* [WRITTEN TASK 1]: Duplicate the passage of the post about the Twitter column between "I haven’t smacked" and "people like links.", inclusive.
* [WRITTEN TASK 2]: Set down every line of the listing verbatim, leaving out the pictures.

I haven’t smacked the New York Times down for a woefully outdated take on new media in, oh, several weeks at least. But a recent column on how Twitter prevents us from making real connections with people forced my hand.

The piece, by novelist Lucina Rosenfeld, describes Rosenfeld’s attempt at joining the Twitter revolution. She joins but doesn’t know what to tweet, despite her editor’s advice:

Imagine you’re at a cocktail party, she said. The things you’d say to people you met there — those are the kinds of things you should tweet. Also, people like links.

I kinda thought we were past the “I don’t know how to tweet!” confessional fad. Apparently not. We’re apparently not past the “social media is ruining our ability to connect with others” fad, either: Rosenfeld goes on to identify what she suspects is our dirty secret:

that no one actually wants to see anybody anymore. It’s too much work. You have to dress nicely. And make actual conversation. And there’s a recession. It’s cheaper to stay home — and e-mail old friends about how “it’s been so long it’s criminal,” and “we really have to get together.”

Except we never do anymore. Which is kind of sad when you start to think about it. It’s hard to pour your heart out in 150 characters. It’s hard to have a great time, too, when the most you can hope for from a friend is LOL (note to Mom: that’s e-mail shorthand for “laughing out loud”) vs., say, being bent double over your bar stools while comparing notes on a mutual ex.

Last week, my friend Katie took me sailing for the first time ever. Afterward, over drinks, a young sailor named Aurelian turned to me and said “Why do you Twitter?” I paused, taken aback. Katie knew exactly what to say, though: “That question suggests twittering needs justification.”

What she meant was that people don’t ask “why do you go sailing on Thursday nights?” or “why do you take taxidermy classes?” or “why do you go to singles night at Kevin’s Pub?” They’re all just excuses for making a connection with others, just some basic scaffolding to hang our social impulses on. Rosenfeld’s caution, her resistance to engaging with participatory media for social purposes, is a throwback to the days when we still thought people got online to feed an addiction and not because of the deep social connection they felt by engaging with others across deeply personal, deeply social affinity spaces.

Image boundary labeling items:
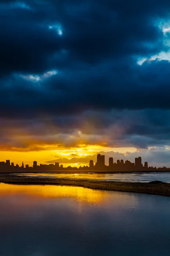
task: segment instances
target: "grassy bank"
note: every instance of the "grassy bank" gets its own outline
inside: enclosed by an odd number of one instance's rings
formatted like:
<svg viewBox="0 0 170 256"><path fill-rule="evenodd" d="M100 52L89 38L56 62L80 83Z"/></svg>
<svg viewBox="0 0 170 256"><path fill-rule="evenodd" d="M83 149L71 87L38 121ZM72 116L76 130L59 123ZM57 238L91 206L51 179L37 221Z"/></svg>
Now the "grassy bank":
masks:
<svg viewBox="0 0 170 256"><path fill-rule="evenodd" d="M143 193L170 196L170 183L159 182L151 183L118 182L7 175L0 175L0 182L8 184L25 185L51 184L74 186L92 189Z"/></svg>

* [FINISHED ANSWER 1]:
I haven’t smacked the New York Times down for a woefully outdated take on new media in, oh, several weeks at least. But a recent column on how Twitter prevents us from making real connections with people forced my hand.

The piece, by novelist Lucina Rosenfeld, describes Rosenfeld’s attempt at joining the Twitter revolution. She joins but doesn’t know what to tweet, despite her editor’s advice:

Imagine you’re at a cocktail party, she said. The things you’d say to people you met there — those are the kinds of things you should tweet. Also, people like links.

* [FINISHED ANSWER 2]:
task: segment instances
target: "grassy bank"
note: every instance of the "grassy bank" gets its own outline
inside: enclosed by an odd number of one instance's rings
formatted like:
<svg viewBox="0 0 170 256"><path fill-rule="evenodd" d="M100 52L89 38L56 62L80 83Z"/></svg>
<svg viewBox="0 0 170 256"><path fill-rule="evenodd" d="M83 149L71 87L38 121ZM72 116L76 130L59 123ZM57 238L91 206L51 179L37 221Z"/></svg>
Now the "grassy bank":
masks:
<svg viewBox="0 0 170 256"><path fill-rule="evenodd" d="M143 193L170 196L170 183L159 182L151 183L118 182L7 175L0 175L0 182L8 184L25 185L51 184L74 186L92 189Z"/></svg>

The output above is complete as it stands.